**Problem:** Pull out the lines that start at the one containing "Target: m&m cookie" and run through the end of the rows, including both ends. Reproduce each line character for character.

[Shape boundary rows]

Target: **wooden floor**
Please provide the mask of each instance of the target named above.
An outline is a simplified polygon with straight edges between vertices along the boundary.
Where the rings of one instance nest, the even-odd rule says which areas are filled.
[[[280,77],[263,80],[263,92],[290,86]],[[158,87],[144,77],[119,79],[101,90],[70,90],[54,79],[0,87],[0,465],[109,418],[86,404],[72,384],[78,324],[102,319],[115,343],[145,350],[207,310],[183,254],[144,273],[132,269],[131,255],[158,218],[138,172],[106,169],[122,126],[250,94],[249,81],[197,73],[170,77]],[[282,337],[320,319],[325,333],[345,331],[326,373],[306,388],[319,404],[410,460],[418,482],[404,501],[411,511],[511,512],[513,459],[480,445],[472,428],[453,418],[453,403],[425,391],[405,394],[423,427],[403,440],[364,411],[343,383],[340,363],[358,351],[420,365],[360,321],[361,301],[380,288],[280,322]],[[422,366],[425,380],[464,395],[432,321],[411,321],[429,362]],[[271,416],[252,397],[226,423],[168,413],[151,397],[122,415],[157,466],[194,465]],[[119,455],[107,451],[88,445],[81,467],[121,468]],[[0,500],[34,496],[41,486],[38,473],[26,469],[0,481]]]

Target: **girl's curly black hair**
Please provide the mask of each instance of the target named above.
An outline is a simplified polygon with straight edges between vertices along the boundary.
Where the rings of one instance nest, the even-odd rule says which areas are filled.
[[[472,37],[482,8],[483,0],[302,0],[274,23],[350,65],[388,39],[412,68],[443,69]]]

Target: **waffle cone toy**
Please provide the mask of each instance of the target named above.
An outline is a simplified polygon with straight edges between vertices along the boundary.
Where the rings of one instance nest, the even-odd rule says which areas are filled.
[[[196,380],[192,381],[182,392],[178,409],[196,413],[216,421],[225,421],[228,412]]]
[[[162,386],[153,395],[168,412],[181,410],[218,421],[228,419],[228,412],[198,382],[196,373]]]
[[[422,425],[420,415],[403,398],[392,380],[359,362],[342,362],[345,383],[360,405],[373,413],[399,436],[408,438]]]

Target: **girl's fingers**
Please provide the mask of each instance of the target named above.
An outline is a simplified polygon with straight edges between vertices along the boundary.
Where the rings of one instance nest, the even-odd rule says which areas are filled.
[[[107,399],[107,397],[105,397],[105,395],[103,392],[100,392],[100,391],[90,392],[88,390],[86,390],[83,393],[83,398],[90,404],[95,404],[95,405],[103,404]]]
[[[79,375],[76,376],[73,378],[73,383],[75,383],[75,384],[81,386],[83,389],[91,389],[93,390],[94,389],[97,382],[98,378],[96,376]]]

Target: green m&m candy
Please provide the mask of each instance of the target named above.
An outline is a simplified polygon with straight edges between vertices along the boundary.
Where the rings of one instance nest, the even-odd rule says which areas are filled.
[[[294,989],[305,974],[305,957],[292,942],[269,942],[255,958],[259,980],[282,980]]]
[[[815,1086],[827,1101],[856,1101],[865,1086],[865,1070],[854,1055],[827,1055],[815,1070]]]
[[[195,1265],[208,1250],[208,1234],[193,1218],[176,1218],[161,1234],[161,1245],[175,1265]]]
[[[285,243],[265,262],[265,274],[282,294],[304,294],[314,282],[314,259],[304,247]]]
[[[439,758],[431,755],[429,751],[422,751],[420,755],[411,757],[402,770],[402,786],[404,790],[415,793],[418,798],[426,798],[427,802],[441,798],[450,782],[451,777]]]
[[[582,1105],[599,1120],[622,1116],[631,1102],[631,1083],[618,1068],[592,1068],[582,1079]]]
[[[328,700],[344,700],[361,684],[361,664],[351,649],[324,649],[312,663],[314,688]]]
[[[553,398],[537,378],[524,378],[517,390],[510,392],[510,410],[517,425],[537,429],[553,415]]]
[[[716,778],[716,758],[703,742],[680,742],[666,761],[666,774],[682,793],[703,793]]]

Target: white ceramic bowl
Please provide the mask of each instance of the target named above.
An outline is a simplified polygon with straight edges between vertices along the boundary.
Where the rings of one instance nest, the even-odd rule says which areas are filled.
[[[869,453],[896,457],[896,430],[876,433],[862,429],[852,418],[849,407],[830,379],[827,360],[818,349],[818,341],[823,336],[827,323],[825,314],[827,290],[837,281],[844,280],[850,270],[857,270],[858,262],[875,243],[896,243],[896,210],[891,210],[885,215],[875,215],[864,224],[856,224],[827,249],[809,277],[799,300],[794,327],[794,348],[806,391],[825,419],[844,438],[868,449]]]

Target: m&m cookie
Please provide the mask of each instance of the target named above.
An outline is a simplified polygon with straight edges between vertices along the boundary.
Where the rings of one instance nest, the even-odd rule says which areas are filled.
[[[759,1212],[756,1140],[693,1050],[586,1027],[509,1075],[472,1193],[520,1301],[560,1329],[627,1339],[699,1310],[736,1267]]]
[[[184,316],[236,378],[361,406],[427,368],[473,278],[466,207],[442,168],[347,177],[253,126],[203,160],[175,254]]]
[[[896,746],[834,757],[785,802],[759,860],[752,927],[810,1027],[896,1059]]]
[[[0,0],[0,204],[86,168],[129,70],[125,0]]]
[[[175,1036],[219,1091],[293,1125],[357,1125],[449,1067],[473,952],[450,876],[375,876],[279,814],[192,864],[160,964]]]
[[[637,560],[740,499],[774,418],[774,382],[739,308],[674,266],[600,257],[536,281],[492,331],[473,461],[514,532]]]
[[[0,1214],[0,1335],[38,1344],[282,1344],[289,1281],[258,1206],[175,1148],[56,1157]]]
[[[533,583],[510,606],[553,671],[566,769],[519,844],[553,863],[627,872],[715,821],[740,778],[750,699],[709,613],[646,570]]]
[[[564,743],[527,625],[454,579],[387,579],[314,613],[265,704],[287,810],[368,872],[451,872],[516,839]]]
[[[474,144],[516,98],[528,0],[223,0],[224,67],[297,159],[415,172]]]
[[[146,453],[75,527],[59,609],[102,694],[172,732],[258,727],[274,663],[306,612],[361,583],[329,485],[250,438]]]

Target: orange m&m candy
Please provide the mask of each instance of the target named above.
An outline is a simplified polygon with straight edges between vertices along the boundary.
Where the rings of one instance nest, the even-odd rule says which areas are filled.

**Full solution:**
Target: m&m cookie
Please provide the mask of each instance of the target named above.
An outline is a simplified polygon with straight edges between vertices along the boundary.
Where the rings of one instance nest, the even-odd rule says which areas are filled.
[[[759,1212],[756,1140],[693,1050],[586,1027],[509,1075],[472,1193],[520,1301],[560,1329],[627,1339],[699,1310],[736,1267]]]
[[[184,316],[236,378],[361,406],[427,368],[473,278],[466,207],[442,168],[347,177],[253,126],[203,160],[175,254]]]
[[[896,746],[834,757],[785,802],[759,860],[752,927],[810,1027],[896,1059]]]
[[[0,0],[0,204],[86,168],[129,70],[125,0]]]
[[[175,1036],[219,1091],[293,1125],[357,1125],[449,1067],[473,952],[450,876],[375,876],[279,814],[192,864],[160,964]]]
[[[637,560],[740,499],[774,418],[774,382],[739,308],[674,266],[600,257],[536,281],[492,331],[473,461],[514,532]]]
[[[0,1214],[0,1335],[38,1344],[282,1344],[289,1281],[258,1206],[175,1148],[56,1157]]]
[[[533,583],[510,606],[553,671],[566,769],[519,844],[553,863],[627,872],[715,821],[740,778],[750,699],[709,613],[646,570]]]
[[[564,743],[527,625],[454,579],[387,579],[314,613],[265,704],[287,810],[368,872],[451,872],[516,839]]]
[[[474,144],[516,98],[528,0],[223,0],[224,67],[297,159],[415,172]]]
[[[146,453],[75,527],[59,609],[102,694],[172,732],[258,727],[274,663],[306,612],[361,583],[329,485],[250,438]]]

Target: orange m&m candy
Please provide the mask of each instance of the target named above.
An outline is a simplified polygon with straight edges between vertices along the boundary.
Where the rings of one instance nest, the even-odd rule says which areas are filled.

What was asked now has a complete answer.